## Data excerpts
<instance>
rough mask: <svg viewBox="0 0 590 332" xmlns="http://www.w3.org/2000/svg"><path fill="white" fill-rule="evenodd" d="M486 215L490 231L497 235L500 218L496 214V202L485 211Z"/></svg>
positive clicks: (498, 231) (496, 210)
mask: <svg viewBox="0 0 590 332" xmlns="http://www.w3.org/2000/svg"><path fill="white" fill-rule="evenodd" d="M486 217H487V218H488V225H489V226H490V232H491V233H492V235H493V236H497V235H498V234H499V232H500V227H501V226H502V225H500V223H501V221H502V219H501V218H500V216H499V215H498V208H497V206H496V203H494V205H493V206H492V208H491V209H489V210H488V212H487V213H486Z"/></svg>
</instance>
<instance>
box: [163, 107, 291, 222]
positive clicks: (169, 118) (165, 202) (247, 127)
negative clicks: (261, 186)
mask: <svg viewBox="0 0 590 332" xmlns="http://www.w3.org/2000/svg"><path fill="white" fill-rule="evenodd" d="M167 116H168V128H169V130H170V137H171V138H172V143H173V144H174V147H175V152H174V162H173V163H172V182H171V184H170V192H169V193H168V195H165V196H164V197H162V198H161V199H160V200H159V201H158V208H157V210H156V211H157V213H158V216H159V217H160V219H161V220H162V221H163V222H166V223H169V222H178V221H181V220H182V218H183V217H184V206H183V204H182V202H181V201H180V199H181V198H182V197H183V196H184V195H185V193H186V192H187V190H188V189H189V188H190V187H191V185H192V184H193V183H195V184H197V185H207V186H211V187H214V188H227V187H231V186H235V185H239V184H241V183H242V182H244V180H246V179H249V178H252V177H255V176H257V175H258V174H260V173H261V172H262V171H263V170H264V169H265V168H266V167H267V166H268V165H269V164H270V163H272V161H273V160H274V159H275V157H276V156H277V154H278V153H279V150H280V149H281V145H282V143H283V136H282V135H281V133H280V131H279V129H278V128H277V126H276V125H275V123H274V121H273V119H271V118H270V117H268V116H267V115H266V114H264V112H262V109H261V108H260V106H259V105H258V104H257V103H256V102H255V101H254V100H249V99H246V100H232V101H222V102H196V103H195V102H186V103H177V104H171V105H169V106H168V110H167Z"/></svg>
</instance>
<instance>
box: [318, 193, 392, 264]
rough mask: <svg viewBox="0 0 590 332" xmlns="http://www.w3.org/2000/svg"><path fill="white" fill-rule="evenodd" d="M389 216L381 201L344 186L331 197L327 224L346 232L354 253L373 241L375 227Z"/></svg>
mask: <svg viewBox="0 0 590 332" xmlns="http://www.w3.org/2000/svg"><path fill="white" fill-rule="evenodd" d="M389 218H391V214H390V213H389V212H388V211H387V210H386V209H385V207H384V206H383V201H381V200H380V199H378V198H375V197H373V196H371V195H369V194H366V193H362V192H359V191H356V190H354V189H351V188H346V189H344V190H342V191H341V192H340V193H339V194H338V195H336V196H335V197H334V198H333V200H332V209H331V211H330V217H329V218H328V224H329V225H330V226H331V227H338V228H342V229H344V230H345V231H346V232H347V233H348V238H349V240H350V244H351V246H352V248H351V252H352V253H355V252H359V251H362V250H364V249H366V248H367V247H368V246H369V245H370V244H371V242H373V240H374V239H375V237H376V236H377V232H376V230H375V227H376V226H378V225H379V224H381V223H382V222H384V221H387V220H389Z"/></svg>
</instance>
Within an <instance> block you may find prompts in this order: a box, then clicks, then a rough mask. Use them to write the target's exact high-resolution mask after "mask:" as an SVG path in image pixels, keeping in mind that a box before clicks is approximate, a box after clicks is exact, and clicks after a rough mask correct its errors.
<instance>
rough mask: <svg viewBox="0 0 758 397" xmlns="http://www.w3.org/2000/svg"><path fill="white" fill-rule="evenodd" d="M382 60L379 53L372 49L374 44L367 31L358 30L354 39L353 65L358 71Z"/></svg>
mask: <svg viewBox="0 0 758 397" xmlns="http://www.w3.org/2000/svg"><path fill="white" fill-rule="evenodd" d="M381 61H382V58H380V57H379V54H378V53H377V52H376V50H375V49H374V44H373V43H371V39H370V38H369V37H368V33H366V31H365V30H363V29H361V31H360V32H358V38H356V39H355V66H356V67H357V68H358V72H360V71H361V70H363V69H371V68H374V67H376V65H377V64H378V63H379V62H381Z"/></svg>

## YOUR ASSIGNMENT
Retype the lines above exactly, character for character, with nothing left out.

## SOLUTION TO THIS TASK
<instance>
rough mask: <svg viewBox="0 0 590 332" xmlns="http://www.w3.org/2000/svg"><path fill="white" fill-rule="evenodd" d="M486 215L490 231L497 235L500 218L496 214V202L485 211Z"/></svg>
positive clicks: (498, 231) (496, 210)
mask: <svg viewBox="0 0 590 332" xmlns="http://www.w3.org/2000/svg"><path fill="white" fill-rule="evenodd" d="M486 217H487V218H488V225H489V226H490V232H491V233H492V235H493V236H497V235H498V234H499V232H500V227H501V226H502V225H500V223H501V221H502V219H501V218H500V216H499V215H498V208H497V206H496V203H494V205H493V206H492V208H491V209H489V210H488V212H487V213H486Z"/></svg>
</instance>
<instance>
box: [163, 107, 291, 222]
positive clicks: (169, 118) (165, 202) (247, 127)
negative clicks: (261, 186)
mask: <svg viewBox="0 0 590 332" xmlns="http://www.w3.org/2000/svg"><path fill="white" fill-rule="evenodd" d="M167 116H168V128H169V130H170V137H171V138H172V143H173V144H174V147H175V152H174V162H173V163H172V182H171V184H170V192H169V193H168V195H165V196H164V197H162V198H161V199H160V200H159V201H158V208H157V210H156V211H157V213H158V216H159V217H160V219H161V220H162V221H163V222H166V223H169V222H178V221H181V220H182V218H183V217H184V206H183V204H182V202H181V201H180V199H181V198H182V197H183V196H184V195H185V193H186V192H187V190H188V189H189V188H190V187H191V185H192V184H193V183H195V184H197V185H207V186H211V187H214V188H227V187H231V186H235V185H239V184H241V183H242V182H244V180H246V179H249V178H252V177H255V176H257V175H258V174H260V173H261V172H262V171H263V170H264V169H265V168H266V167H267V166H268V165H269V164H270V163H272V161H273V160H274V159H275V157H276V156H277V154H278V153H279V150H280V149H281V145H282V143H283V136H282V135H281V133H280V131H279V129H278V128H277V126H276V125H275V123H274V121H273V119H271V118H270V117H268V116H267V115H266V114H264V112H262V109H261V108H260V106H259V105H258V104H257V103H256V102H255V101H254V100H249V99H246V100H232V101H222V102H196V103H195V102H186V103H177V104H171V105H169V106H168V110H167Z"/></svg>
</instance>
<instance>
box: [318, 193, 392, 264]
rough mask: <svg viewBox="0 0 590 332" xmlns="http://www.w3.org/2000/svg"><path fill="white" fill-rule="evenodd" d="M389 216L381 201L344 186L331 197L327 224L346 232L354 253L373 241L375 227Z"/></svg>
mask: <svg viewBox="0 0 590 332" xmlns="http://www.w3.org/2000/svg"><path fill="white" fill-rule="evenodd" d="M389 218H391V214H390V213H389V212H388V211H387V210H386V209H385V207H384V206H383V201H381V200H380V199H378V198H375V197H373V196H371V195H369V194H366V193H362V192H359V191H356V190H354V189H351V188H346V189H344V190H342V191H341V192H340V193H339V194H338V195H336V196H335V197H334V198H333V200H332V209H331V211H330V217H329V218H328V224H329V225H330V226H331V227H338V228H342V229H344V230H345V231H346V232H347V233H348V238H349V240H350V244H351V246H352V248H351V252H352V253H355V252H359V251H362V250H364V249H366V248H367V247H368V246H369V245H370V244H371V242H373V240H374V239H375V237H376V236H377V232H376V230H375V227H376V226H378V225H379V224H381V223H382V222H384V221H387V220H389Z"/></svg>
</instance>
Within an <instance> block you may find prompts in this order: a box, then clicks, then a rough mask. Use them to write the target's exact high-resolution mask after "mask:" as an SVG path in image pixels, keeping in mind that a box before clicks is approximate, a box after clicks is exact, and clicks after a rough mask correct its errors.
<instance>
rough mask: <svg viewBox="0 0 758 397" xmlns="http://www.w3.org/2000/svg"><path fill="white" fill-rule="evenodd" d="M382 60L379 53L372 49L374 44L367 31L358 30L354 39L353 65L358 71Z"/></svg>
mask: <svg viewBox="0 0 758 397" xmlns="http://www.w3.org/2000/svg"><path fill="white" fill-rule="evenodd" d="M381 61H382V58H380V57H379V54H378V53H377V52H376V50H375V49H374V44H373V43H371V39H370V38H369V37H368V33H366V31H365V30H363V29H361V31H360V32H358V38H356V39H355V66H356V67H357V68H358V72H360V71H361V70H363V69H371V68H374V67H376V65H377V64H378V63H379V62H381Z"/></svg>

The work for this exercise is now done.